**Document passage**
☆ ☆ ☆

The marketers behind The Da Vinci Code are following in the footsteps of shows such as Big Brother and Australian Idol by demanding audience participation through the internet and mobile phones, says Jon Anderson, the Australian marketing manager of the rival United International Pictures.
"There's been a question mark over just how young this movie will play," he says. "The book had a strong brand out there among older readers but I would say definitely this campaign would be to get in the teenagers and the young males ... to give the film a contemporary feel and to make it into something of a cultural event that they can take part in."
Anderson says the film season is dominated by blockbusters such as Mission: Impossible III that become events in themselves; everybody wants a piece of them, from the media that feed off the star personalities to the companies investing in promotional deals. He says the film is playing in that space and working off an already established fan base. Such movies typically make most of their money in the first weekend, so marketers need to get the most bums on seats as quickly as possible.
"You only get one bite of the cherry," Anderson says. "The Da Vinci Code needs to maintain its share of voice. It's stuck between Mission: Impossible III and X-Men: The Last Stand, so you can't afford to say, 'Oh, it's going to be OK, people will come.' What if they don't? Who wants to be the marketer who failed to let everyone know that the film is opening this weekend?"
A neat narrative has been spun around the success of Dan Brown's book. The book sold by word of mouth, the folkloric story runs, propelled by enthused fans in book clubs who shared the novel among themselves. That publishers encourage this myth shows the same kind of faux reticence the film campaign has taken for its signature.
Random House Australia's head of publicity for international books, Karen Reid, calls the book "a publishing phenomenon, a word-of-mouth bestseller". What no one wants to acknowledge is the hefty American pre-publication campaign, which included a $500,000 television ad, cross-promotions and an unprecedented 10,000 cheaply printed copies of the novel handed to American booksellers at the end of 2002. Off the springboard of the US publicity drive, the novel began to walk off shelves in Australia.

☆ ☆ ☆

**Dataset extract**

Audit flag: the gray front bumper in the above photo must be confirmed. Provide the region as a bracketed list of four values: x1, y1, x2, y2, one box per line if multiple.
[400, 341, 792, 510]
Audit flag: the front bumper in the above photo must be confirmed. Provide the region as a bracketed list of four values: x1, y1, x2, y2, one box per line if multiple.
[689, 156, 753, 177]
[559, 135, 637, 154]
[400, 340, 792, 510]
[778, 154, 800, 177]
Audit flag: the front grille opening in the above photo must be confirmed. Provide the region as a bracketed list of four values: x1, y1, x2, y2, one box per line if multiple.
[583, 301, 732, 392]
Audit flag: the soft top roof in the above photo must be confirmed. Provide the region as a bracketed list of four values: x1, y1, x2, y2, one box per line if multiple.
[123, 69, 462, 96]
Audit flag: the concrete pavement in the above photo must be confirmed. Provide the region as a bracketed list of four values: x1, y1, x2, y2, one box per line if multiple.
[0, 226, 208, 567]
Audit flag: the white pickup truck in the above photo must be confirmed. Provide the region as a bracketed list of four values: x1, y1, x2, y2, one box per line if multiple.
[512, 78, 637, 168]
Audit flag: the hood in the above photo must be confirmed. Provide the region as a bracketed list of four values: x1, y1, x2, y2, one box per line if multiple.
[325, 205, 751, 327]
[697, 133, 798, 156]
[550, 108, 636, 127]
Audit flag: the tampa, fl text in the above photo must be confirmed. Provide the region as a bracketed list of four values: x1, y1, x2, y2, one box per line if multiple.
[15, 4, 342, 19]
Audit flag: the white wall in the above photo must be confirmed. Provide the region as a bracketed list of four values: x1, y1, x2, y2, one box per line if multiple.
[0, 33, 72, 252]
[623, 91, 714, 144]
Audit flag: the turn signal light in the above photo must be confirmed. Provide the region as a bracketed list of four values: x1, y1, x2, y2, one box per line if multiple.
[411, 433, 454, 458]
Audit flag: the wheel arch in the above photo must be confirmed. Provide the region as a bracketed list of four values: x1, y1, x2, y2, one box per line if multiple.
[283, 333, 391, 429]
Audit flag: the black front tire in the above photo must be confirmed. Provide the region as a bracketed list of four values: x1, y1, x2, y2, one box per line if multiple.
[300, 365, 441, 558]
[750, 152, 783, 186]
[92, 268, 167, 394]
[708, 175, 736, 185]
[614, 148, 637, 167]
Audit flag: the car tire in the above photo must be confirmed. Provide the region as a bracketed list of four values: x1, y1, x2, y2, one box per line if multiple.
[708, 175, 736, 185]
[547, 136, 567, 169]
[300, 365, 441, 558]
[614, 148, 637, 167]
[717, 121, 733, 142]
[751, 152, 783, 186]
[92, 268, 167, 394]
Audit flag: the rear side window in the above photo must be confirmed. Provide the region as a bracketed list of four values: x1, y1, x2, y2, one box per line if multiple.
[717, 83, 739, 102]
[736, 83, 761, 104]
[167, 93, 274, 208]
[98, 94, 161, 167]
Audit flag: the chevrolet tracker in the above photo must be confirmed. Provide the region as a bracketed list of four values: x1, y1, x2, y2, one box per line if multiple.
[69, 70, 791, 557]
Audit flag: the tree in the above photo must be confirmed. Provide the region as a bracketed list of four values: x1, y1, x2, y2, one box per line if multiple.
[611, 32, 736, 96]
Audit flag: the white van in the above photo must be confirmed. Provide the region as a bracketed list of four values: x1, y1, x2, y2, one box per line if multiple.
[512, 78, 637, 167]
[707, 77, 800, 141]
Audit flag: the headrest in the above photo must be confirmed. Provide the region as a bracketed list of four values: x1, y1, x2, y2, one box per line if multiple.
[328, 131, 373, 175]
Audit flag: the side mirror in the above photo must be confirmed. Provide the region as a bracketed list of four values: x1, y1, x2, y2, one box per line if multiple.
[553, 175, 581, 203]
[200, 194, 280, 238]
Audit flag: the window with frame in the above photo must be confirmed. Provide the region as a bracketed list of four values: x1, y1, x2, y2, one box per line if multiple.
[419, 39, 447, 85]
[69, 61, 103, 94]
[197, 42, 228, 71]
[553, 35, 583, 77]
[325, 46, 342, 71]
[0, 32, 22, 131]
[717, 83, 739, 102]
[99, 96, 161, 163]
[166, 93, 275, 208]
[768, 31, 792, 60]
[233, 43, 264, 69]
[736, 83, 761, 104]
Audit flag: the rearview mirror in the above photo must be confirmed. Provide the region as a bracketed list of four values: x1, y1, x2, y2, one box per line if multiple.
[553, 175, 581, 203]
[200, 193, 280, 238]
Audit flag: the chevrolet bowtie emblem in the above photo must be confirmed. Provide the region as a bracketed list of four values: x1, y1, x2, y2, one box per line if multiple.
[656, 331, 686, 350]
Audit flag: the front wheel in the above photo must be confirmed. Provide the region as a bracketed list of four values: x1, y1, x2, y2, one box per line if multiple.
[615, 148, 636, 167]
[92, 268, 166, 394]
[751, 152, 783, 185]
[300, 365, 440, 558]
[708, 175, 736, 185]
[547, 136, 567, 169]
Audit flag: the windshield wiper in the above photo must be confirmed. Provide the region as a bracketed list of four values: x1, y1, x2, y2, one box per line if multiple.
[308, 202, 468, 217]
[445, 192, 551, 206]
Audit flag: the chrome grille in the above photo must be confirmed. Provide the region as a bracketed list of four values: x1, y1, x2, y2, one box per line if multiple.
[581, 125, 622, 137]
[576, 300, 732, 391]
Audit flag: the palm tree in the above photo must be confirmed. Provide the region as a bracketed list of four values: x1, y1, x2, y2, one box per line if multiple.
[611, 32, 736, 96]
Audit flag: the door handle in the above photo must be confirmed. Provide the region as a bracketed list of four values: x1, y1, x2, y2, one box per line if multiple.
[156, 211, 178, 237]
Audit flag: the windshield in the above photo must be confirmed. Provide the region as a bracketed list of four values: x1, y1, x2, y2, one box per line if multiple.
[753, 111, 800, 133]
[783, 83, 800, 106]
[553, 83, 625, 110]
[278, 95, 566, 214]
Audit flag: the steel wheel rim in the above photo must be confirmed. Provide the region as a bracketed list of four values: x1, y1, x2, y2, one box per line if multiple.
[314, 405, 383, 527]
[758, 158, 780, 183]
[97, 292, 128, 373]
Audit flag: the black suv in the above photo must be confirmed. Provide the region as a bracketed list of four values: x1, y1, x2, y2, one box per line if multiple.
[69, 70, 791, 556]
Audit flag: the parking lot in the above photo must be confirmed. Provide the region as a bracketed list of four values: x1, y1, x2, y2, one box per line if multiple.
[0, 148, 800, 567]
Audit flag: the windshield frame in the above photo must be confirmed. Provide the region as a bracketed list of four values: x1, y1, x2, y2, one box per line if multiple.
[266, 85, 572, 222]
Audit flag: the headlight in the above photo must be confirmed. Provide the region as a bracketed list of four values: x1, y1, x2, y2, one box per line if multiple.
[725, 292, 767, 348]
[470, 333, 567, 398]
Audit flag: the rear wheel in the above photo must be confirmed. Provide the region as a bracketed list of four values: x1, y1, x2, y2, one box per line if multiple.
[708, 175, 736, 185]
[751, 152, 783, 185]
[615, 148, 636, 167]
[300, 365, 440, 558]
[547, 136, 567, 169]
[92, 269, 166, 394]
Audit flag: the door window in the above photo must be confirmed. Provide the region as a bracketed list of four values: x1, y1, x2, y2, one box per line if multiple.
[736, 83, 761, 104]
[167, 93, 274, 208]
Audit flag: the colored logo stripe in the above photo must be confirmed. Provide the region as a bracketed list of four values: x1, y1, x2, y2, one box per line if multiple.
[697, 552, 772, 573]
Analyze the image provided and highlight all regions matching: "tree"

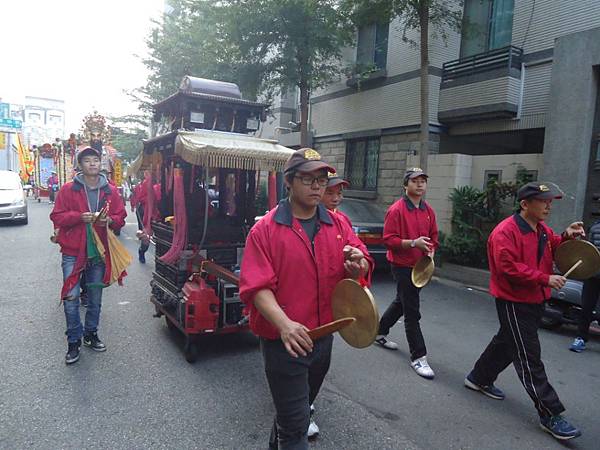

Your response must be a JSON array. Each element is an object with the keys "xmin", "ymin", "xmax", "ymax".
[
  {"xmin": 109, "ymin": 115, "xmax": 148, "ymax": 161},
  {"xmin": 215, "ymin": 0, "xmax": 354, "ymax": 146},
  {"xmin": 136, "ymin": 0, "xmax": 262, "ymax": 113},
  {"xmin": 344, "ymin": 0, "xmax": 463, "ymax": 170}
]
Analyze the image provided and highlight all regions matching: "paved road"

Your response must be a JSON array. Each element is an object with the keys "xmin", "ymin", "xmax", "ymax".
[{"xmin": 0, "ymin": 203, "xmax": 600, "ymax": 450}]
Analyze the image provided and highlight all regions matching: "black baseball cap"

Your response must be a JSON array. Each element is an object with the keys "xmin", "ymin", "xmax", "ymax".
[
  {"xmin": 284, "ymin": 148, "xmax": 335, "ymax": 173},
  {"xmin": 517, "ymin": 181, "xmax": 563, "ymax": 201},
  {"xmin": 404, "ymin": 167, "xmax": 429, "ymax": 183},
  {"xmin": 77, "ymin": 147, "xmax": 102, "ymax": 163},
  {"xmin": 327, "ymin": 172, "xmax": 350, "ymax": 187}
]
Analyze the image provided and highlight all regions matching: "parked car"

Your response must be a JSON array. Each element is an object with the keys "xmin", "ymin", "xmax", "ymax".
[
  {"xmin": 339, "ymin": 198, "xmax": 390, "ymax": 270},
  {"xmin": 0, "ymin": 170, "xmax": 28, "ymax": 225},
  {"xmin": 541, "ymin": 280, "xmax": 600, "ymax": 330}
]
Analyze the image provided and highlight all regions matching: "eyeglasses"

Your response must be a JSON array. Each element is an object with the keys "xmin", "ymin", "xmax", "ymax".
[{"xmin": 294, "ymin": 175, "xmax": 329, "ymax": 187}]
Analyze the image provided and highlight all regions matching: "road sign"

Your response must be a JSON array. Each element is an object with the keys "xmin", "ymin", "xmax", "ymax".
[{"xmin": 0, "ymin": 103, "xmax": 10, "ymax": 119}]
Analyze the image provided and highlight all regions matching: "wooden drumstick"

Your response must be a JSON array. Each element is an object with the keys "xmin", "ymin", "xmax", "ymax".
[{"xmin": 563, "ymin": 259, "xmax": 583, "ymax": 278}]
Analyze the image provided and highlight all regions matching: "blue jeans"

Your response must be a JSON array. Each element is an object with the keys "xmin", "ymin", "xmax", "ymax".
[{"xmin": 62, "ymin": 255, "xmax": 105, "ymax": 342}]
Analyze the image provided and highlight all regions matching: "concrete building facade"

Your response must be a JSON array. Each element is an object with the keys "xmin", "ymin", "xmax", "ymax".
[{"xmin": 264, "ymin": 0, "xmax": 600, "ymax": 231}]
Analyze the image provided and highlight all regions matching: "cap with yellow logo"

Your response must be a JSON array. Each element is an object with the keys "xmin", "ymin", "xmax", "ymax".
[
  {"xmin": 284, "ymin": 148, "xmax": 335, "ymax": 173},
  {"xmin": 327, "ymin": 172, "xmax": 350, "ymax": 188},
  {"xmin": 517, "ymin": 181, "xmax": 563, "ymax": 201},
  {"xmin": 404, "ymin": 167, "xmax": 429, "ymax": 183}
]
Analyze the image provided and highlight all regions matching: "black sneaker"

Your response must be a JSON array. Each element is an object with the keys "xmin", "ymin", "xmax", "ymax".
[
  {"xmin": 540, "ymin": 414, "xmax": 581, "ymax": 441},
  {"xmin": 83, "ymin": 333, "xmax": 106, "ymax": 352},
  {"xmin": 65, "ymin": 340, "xmax": 81, "ymax": 364},
  {"xmin": 465, "ymin": 374, "xmax": 505, "ymax": 400}
]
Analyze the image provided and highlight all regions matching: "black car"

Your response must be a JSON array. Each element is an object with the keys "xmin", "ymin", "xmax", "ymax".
[{"xmin": 339, "ymin": 198, "xmax": 390, "ymax": 270}]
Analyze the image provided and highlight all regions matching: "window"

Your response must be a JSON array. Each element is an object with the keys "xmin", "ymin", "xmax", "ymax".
[
  {"xmin": 345, "ymin": 138, "xmax": 379, "ymax": 191},
  {"xmin": 460, "ymin": 0, "xmax": 515, "ymax": 58},
  {"xmin": 28, "ymin": 113, "xmax": 42, "ymax": 123},
  {"xmin": 356, "ymin": 23, "xmax": 390, "ymax": 69},
  {"xmin": 521, "ymin": 170, "xmax": 537, "ymax": 183},
  {"xmin": 483, "ymin": 170, "xmax": 502, "ymax": 189}
]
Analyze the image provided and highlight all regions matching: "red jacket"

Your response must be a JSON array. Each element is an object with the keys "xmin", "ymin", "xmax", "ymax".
[
  {"xmin": 383, "ymin": 197, "xmax": 440, "ymax": 267},
  {"xmin": 333, "ymin": 209, "xmax": 352, "ymax": 228},
  {"xmin": 487, "ymin": 214, "xmax": 563, "ymax": 303},
  {"xmin": 50, "ymin": 176, "xmax": 127, "ymax": 298},
  {"xmin": 240, "ymin": 200, "xmax": 373, "ymax": 339}
]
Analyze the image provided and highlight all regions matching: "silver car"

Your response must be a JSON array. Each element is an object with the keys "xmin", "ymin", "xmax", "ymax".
[{"xmin": 0, "ymin": 170, "xmax": 28, "ymax": 225}]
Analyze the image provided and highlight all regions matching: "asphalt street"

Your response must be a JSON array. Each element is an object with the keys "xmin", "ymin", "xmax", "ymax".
[{"xmin": 0, "ymin": 202, "xmax": 600, "ymax": 450}]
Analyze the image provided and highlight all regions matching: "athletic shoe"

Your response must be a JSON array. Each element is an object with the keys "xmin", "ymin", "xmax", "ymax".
[
  {"xmin": 307, "ymin": 405, "xmax": 319, "ymax": 439},
  {"xmin": 540, "ymin": 414, "xmax": 581, "ymax": 441},
  {"xmin": 65, "ymin": 340, "xmax": 81, "ymax": 364},
  {"xmin": 375, "ymin": 334, "xmax": 398, "ymax": 350},
  {"xmin": 465, "ymin": 374, "xmax": 505, "ymax": 400},
  {"xmin": 83, "ymin": 333, "xmax": 106, "ymax": 352},
  {"xmin": 569, "ymin": 337, "xmax": 585, "ymax": 353},
  {"xmin": 410, "ymin": 356, "xmax": 435, "ymax": 380}
]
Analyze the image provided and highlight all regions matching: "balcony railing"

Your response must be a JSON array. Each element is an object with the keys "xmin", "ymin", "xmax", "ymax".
[{"xmin": 442, "ymin": 45, "xmax": 523, "ymax": 83}]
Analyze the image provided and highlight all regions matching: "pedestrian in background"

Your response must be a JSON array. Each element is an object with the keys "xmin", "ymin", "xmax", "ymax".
[
  {"xmin": 569, "ymin": 220, "xmax": 600, "ymax": 353},
  {"xmin": 50, "ymin": 147, "xmax": 127, "ymax": 364},
  {"xmin": 464, "ymin": 182, "xmax": 585, "ymax": 440},
  {"xmin": 375, "ymin": 167, "xmax": 439, "ymax": 379}
]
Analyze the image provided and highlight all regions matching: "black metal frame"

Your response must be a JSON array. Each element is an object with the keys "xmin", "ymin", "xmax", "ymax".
[
  {"xmin": 344, "ymin": 137, "xmax": 381, "ymax": 192},
  {"xmin": 442, "ymin": 45, "xmax": 523, "ymax": 83}
]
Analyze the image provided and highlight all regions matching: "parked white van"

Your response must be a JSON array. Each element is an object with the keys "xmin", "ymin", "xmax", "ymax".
[{"xmin": 0, "ymin": 170, "xmax": 28, "ymax": 225}]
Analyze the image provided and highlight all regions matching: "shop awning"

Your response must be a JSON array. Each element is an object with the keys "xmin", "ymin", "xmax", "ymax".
[{"xmin": 173, "ymin": 130, "xmax": 294, "ymax": 172}]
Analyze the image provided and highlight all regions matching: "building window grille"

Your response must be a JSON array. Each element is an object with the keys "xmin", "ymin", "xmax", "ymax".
[
  {"xmin": 483, "ymin": 170, "xmax": 502, "ymax": 189},
  {"xmin": 345, "ymin": 138, "xmax": 379, "ymax": 191},
  {"xmin": 356, "ymin": 23, "xmax": 390, "ymax": 70},
  {"xmin": 460, "ymin": 0, "xmax": 515, "ymax": 58}
]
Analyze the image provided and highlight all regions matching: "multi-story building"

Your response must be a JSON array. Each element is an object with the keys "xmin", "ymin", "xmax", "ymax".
[
  {"xmin": 272, "ymin": 0, "xmax": 600, "ymax": 231},
  {"xmin": 21, "ymin": 97, "xmax": 66, "ymax": 146}
]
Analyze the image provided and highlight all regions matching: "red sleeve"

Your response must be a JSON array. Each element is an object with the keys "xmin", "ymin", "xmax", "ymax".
[
  {"xmin": 492, "ymin": 232, "xmax": 550, "ymax": 286},
  {"xmin": 240, "ymin": 222, "xmax": 278, "ymax": 306},
  {"xmin": 129, "ymin": 184, "xmax": 139, "ymax": 209},
  {"xmin": 383, "ymin": 204, "xmax": 403, "ymax": 251},
  {"xmin": 429, "ymin": 208, "xmax": 440, "ymax": 250},
  {"xmin": 50, "ymin": 183, "xmax": 82, "ymax": 228},
  {"xmin": 108, "ymin": 186, "xmax": 127, "ymax": 230}
]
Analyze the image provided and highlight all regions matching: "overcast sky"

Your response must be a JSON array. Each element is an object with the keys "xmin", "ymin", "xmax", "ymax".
[{"xmin": 0, "ymin": 0, "xmax": 164, "ymax": 134}]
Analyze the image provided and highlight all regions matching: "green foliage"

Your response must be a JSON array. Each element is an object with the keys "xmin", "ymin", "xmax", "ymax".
[
  {"xmin": 129, "ymin": 0, "xmax": 263, "ymax": 112},
  {"xmin": 109, "ymin": 115, "xmax": 148, "ymax": 161},
  {"xmin": 441, "ymin": 175, "xmax": 522, "ymax": 268}
]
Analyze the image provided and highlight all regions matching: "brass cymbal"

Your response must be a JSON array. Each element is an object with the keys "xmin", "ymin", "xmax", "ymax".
[
  {"xmin": 410, "ymin": 255, "xmax": 435, "ymax": 288},
  {"xmin": 554, "ymin": 239, "xmax": 600, "ymax": 280},
  {"xmin": 331, "ymin": 278, "xmax": 379, "ymax": 348}
]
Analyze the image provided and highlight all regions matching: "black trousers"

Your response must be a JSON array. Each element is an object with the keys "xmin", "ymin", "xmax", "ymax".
[
  {"xmin": 379, "ymin": 266, "xmax": 427, "ymax": 361},
  {"xmin": 260, "ymin": 336, "xmax": 333, "ymax": 450},
  {"xmin": 577, "ymin": 277, "xmax": 600, "ymax": 341},
  {"xmin": 471, "ymin": 299, "xmax": 565, "ymax": 416}
]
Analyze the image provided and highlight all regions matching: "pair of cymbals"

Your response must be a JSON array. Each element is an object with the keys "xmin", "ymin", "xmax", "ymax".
[
  {"xmin": 308, "ymin": 278, "xmax": 379, "ymax": 348},
  {"xmin": 554, "ymin": 239, "xmax": 600, "ymax": 280}
]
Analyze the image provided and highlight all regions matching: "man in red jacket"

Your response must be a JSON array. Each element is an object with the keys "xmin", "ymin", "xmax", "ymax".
[
  {"xmin": 50, "ymin": 147, "xmax": 127, "ymax": 364},
  {"xmin": 240, "ymin": 148, "xmax": 373, "ymax": 450},
  {"xmin": 322, "ymin": 172, "xmax": 352, "ymax": 227},
  {"xmin": 465, "ymin": 182, "xmax": 585, "ymax": 440},
  {"xmin": 375, "ymin": 167, "xmax": 439, "ymax": 379}
]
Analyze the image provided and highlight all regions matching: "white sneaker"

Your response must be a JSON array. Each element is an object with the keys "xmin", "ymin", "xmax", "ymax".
[
  {"xmin": 375, "ymin": 334, "xmax": 398, "ymax": 350},
  {"xmin": 410, "ymin": 356, "xmax": 435, "ymax": 380},
  {"xmin": 307, "ymin": 405, "xmax": 319, "ymax": 439}
]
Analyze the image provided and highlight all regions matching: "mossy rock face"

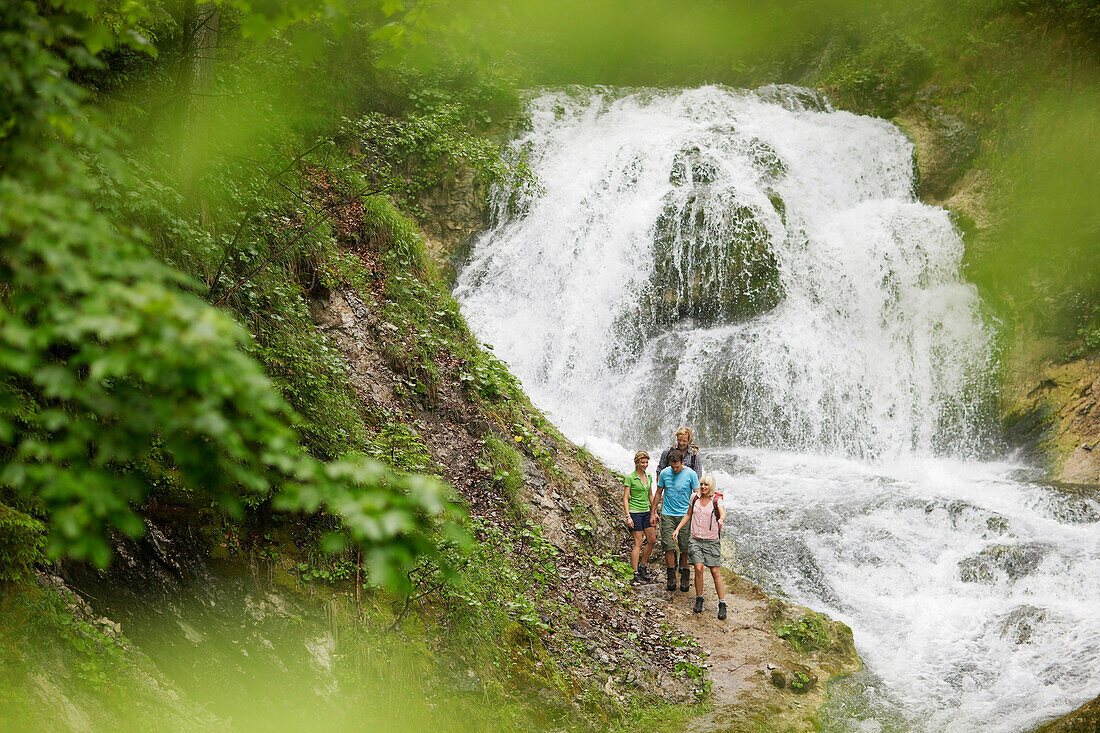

☆ ☆ ☆

**Written tasks**
(1) Please reproduce the Da Vinci Code marketing article from "The marketers behind" up to and including "United International Pictures.", word for word.
(2) Render only the lines of the records from the line with "Audit flag: the concrete" up to and including the line with "[15, 4, 342, 19]" as a numbered list, omitting any blank lines.
The records bear no relation to the Da Vinci Code marketing article.

**Answers to the exercise**
(1)
The marketers behind The Da Vinci Code are following in the footsteps of shows such as Big Brother and Australian Idol by demanding audience participation through the internet and mobile phones, says Jon Anderson, the Australian marketing manager of the rival United International Pictures.

(2)
1. Audit flag: the concrete pavement in the above photo must be confirmed. Provide the region as a bracketed list of four values: x1, y1, x2, y2, one box per line if multiple.
2. [0, 226, 208, 567]
3. Audit flag: the white pickup truck in the above photo must be confirmed. Provide the region as a bracketed list of four values: x1, y1, x2, y2, one box per line if multiple.
4. [512, 78, 637, 168]
5. Audit flag: the hood in the above photo must be confirmed. Provide the region as a bracketed list of four values: x1, y1, x2, y2, one box per line if multiple.
6. [325, 205, 751, 327]
7. [697, 133, 798, 156]
8. [550, 108, 636, 127]
9. Audit flag: the tampa, fl text in the above photo must be confirmed. Provide the region as a bracketed list of four values: x1, y1, x2, y2, one box per line if multiple.
10. [15, 4, 342, 19]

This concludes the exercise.